A comprehensive, free guide for owners of newly formed LLCs.
Good Morning!
Feature: You formed an LLC. Now what? (4 min)
From the Archive: Need an Attorney for your Business? A Guide to Selecting Carefully (Read it here)
Have a productive Thursday.
-TCoL
Missed our last feature article? Template Tuesday: Use Contract Assumptions to Protect Your Deal and Profit (Read it here)
You did the hard thing. Now do the smart things in the right order so you stay bankable, compliant, and flexible as you grow. This guide focuses on the five popular jurisdictions you asked about — Florida, Texas, Delaware, Wyoming, and Nevada — and walks you through what matters next, including management structure, registered agents, foreign registration, EIN basics, BOI reporting, and your early annual filings. Where it helps, we point out the .gov sources so you can click, file, and move on.

Choose and confirm your management structure
Your formation document asked whether the LLC is member managed, or manager managed. In a member managed LLC, the owners run the day to day. In a manager managed LLC, members appoint one or more managers to run operations; managers might be members or non-owners. You typically disclose this in the formation document and on certain state filings. Texas explains the two models this way and requires you to specify which one in the certificate of formation.
Florida uses short titles on filings: MGR for manager and MGRM for managing member. If you filed in Florida, review your public record to ensure the right people and titles are listed and aligned with your operating agreement.
Make sure your registered agent is correct
Every one of the five states requires a registered agent with a real street address in that state. PO Boxes will not cut it.

◆ Data provided
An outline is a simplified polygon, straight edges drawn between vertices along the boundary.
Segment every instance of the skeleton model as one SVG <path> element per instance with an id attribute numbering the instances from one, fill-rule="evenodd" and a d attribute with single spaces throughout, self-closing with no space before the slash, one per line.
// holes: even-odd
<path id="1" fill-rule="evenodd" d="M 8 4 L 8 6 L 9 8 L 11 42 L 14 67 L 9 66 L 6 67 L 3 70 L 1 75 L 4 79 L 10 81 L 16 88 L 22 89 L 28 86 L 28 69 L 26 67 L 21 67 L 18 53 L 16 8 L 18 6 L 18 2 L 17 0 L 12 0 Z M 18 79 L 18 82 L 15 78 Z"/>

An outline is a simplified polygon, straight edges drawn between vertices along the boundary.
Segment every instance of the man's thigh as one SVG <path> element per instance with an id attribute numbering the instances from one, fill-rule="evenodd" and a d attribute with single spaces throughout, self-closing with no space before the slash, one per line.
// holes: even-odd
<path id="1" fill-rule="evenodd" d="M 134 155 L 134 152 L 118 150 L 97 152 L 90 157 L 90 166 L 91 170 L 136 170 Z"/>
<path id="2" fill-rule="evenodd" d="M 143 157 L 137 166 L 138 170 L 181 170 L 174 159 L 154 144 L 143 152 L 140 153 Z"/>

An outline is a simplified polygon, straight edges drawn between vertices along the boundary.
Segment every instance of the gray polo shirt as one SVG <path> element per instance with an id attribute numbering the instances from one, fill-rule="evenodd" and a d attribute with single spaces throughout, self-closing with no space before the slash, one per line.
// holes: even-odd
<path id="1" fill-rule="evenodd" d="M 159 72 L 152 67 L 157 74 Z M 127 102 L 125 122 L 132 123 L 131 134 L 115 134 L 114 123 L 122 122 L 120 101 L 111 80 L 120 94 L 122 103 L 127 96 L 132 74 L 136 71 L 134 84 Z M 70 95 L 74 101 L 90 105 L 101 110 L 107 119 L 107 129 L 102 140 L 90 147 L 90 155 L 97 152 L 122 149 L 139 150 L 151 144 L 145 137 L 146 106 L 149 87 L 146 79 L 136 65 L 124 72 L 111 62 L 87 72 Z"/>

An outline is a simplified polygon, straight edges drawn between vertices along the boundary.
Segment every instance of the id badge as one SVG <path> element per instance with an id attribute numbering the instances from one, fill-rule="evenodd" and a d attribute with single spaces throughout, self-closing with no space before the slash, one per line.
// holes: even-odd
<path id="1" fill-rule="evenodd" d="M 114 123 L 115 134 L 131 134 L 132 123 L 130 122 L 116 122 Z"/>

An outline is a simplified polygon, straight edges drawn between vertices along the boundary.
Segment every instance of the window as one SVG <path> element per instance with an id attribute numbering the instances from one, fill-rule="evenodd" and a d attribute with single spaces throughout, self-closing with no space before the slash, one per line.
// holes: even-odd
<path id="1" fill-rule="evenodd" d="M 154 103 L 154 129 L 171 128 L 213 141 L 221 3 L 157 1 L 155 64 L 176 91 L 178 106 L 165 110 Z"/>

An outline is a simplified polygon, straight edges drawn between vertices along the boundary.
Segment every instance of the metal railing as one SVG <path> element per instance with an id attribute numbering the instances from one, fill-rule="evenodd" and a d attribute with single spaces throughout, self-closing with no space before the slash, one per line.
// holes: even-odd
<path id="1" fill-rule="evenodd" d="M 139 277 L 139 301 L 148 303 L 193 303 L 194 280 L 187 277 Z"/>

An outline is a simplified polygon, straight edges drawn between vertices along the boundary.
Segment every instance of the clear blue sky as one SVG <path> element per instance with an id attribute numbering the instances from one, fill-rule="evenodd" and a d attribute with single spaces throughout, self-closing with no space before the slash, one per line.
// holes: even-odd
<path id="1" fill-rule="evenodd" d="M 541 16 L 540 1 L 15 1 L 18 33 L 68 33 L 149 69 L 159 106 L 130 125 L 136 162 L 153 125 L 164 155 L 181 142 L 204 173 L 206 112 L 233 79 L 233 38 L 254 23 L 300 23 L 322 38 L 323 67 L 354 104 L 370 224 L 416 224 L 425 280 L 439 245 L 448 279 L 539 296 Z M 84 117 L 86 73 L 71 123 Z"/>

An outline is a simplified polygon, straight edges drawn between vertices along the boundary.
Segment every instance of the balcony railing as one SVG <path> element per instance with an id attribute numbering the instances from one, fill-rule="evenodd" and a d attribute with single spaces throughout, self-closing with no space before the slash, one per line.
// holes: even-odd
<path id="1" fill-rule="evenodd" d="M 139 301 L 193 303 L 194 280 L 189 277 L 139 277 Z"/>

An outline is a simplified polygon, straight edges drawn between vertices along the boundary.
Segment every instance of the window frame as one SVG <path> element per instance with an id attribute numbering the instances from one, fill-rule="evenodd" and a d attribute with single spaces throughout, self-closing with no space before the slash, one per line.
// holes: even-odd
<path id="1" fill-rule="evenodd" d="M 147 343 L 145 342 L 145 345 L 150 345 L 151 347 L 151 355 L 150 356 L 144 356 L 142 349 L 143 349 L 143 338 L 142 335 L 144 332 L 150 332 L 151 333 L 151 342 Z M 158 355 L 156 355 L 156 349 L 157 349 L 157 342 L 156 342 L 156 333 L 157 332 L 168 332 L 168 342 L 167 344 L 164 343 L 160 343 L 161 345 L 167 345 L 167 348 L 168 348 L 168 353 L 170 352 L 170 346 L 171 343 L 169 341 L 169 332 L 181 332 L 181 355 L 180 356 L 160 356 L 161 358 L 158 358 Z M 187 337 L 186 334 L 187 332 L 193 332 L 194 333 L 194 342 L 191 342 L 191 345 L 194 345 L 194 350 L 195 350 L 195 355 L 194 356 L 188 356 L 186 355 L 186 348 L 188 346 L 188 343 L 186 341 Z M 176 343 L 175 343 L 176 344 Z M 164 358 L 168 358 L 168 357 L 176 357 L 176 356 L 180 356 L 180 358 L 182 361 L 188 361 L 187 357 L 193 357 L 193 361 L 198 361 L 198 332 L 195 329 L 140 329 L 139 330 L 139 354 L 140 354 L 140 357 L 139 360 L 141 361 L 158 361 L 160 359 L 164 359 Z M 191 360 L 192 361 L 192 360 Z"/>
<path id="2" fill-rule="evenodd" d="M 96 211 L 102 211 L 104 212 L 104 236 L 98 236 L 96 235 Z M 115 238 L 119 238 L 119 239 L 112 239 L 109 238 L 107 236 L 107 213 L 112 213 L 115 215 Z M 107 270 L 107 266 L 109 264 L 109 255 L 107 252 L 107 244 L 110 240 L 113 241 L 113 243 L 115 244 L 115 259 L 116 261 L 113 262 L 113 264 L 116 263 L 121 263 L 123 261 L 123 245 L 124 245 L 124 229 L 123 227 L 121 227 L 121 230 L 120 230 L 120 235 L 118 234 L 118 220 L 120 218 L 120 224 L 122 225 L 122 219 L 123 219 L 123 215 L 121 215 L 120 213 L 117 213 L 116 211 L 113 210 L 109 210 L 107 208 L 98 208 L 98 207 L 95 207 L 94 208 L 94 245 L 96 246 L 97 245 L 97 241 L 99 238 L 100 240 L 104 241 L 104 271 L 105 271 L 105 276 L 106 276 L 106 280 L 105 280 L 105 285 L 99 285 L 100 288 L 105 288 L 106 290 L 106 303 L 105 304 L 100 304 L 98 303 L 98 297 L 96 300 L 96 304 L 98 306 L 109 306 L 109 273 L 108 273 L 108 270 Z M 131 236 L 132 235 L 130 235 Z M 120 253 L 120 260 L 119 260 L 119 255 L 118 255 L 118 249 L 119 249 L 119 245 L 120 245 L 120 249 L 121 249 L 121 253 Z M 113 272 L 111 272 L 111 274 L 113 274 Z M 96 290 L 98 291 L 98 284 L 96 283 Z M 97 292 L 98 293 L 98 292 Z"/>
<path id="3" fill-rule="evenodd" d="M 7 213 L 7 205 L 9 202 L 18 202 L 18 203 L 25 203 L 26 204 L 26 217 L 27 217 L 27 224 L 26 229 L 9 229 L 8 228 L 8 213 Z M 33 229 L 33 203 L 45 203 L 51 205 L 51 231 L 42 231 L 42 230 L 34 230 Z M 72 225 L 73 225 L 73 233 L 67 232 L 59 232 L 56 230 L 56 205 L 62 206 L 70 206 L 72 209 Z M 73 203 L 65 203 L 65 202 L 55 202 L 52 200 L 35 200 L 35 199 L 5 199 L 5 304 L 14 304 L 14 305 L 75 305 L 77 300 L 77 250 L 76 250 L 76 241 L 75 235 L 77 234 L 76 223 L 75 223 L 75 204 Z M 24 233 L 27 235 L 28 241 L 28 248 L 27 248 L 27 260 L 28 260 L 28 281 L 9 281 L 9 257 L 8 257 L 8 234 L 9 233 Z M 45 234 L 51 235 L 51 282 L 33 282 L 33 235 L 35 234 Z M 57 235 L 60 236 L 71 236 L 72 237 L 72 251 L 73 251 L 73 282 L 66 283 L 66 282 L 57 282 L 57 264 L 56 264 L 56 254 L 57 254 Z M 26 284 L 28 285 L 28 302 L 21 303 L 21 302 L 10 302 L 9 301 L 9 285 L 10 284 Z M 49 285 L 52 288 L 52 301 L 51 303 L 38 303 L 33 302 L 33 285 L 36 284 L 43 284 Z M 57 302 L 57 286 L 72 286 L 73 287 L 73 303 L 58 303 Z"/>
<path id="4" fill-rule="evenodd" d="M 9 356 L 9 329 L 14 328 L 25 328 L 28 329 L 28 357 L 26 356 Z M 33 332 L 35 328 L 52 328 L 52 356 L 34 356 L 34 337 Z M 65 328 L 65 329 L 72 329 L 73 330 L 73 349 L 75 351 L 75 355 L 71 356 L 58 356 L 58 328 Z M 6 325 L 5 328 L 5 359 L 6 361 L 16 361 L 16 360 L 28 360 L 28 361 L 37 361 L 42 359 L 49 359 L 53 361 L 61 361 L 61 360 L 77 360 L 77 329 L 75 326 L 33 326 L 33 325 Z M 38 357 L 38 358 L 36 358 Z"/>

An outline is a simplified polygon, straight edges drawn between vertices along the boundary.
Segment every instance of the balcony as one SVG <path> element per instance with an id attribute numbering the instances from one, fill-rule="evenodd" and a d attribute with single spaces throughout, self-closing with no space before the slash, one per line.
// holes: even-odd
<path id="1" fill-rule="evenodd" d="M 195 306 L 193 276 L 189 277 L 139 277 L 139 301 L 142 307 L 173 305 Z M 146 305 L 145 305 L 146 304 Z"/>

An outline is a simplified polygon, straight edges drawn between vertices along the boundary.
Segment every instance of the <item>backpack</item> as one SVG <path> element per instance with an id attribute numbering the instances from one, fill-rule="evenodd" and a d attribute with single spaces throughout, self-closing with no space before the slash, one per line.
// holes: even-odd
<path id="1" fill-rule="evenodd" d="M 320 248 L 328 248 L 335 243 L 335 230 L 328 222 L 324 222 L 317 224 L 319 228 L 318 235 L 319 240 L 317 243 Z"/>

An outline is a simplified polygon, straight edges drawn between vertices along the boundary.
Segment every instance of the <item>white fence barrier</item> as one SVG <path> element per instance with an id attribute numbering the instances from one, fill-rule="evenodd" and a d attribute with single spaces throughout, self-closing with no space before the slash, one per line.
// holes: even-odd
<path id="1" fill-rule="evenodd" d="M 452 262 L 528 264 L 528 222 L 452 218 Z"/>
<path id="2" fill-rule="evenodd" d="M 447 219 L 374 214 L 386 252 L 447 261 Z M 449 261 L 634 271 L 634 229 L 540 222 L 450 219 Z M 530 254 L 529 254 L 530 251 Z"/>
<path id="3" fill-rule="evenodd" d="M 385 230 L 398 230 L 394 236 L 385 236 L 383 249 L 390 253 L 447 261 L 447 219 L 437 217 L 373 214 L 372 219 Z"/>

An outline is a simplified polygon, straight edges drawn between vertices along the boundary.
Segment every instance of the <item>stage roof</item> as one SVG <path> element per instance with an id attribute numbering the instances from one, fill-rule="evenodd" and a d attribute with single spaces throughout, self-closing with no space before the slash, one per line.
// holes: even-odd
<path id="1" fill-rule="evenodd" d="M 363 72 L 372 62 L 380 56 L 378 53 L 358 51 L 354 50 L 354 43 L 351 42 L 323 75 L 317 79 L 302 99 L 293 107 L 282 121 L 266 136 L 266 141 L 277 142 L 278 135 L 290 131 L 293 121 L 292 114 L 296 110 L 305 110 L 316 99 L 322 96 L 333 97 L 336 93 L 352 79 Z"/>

◆ Task goal
Continue the guide for owners of new LLCs, starting right after its last sentence, "PO Boxes will not cut it."

◆ Response to this task
Florida requires a Florida street address for the registered office.
Texas requires a physical address in Texas where the agent can be personally served during business hours.
Delaware also requires an in state registered agent with a physical street address.
Wyoming requires a Wyoming street address where the agent can accept service.
Nevada recognizes registered agents and maintains a public listing; you will designate one when you file your lists.
If your agent or its address changes, file the state change form right away so you do not miss service of process. Florida and Texas both publish those change procedures and forms.
Not sure if you want to be your own registered agent? Read our prior article: Should You Be The Registered Agent Of Your LLC?
Formed in one state, operating in another? Register as a “foreign” LLC
If you formed outside your home state and are doing business in your home state, you generally must register in your home state as a “foreign” LLC and maintain a registered agent in both places.
Florida requires a certificate of existence or good standing from your formation state dated within 90 days when you register a foreign LLC.
Pro-tip: when forming an out-of-state LLC, order a good standing certificate in the portal while you are paying for your initial formation filing; that way, you are ready for your home state registration. Doing so typically saves time and money versus ordering it separately.
Texas requires foreign LLCs transacting business in Texas to file an application for registration and maintain a Texas registered agent and office. Penalties include late fees and the inability to sue in Texas courts until you register.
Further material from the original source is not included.